> **Required action**
Below are some entries. Copy each line that holds the string "instance".

> **The records**
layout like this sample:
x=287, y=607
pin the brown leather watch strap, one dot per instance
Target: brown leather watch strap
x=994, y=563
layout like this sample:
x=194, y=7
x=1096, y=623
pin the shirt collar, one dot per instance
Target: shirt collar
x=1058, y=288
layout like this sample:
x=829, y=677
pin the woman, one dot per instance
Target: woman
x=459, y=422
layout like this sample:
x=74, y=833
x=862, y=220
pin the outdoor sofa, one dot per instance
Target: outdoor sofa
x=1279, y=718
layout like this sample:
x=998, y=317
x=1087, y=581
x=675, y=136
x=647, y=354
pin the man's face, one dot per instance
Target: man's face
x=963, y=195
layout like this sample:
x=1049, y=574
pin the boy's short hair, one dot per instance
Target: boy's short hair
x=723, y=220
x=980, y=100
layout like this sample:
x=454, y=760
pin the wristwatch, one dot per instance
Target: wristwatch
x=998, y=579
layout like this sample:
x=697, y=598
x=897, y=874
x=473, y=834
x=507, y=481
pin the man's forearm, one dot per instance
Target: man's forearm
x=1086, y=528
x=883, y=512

> **Result of the exercise**
pin the brown leather watch strap, one dot per instance
pin the shirt collar, one dot per instance
pin the woman, one dot per instance
pin the outdoor sofa, one dot per instance
pin the man's face, one dot per instance
pin the boy's short hair, one dot per instance
pin the wristwatch, one dot per instance
pin the man's forearm, one dot per instance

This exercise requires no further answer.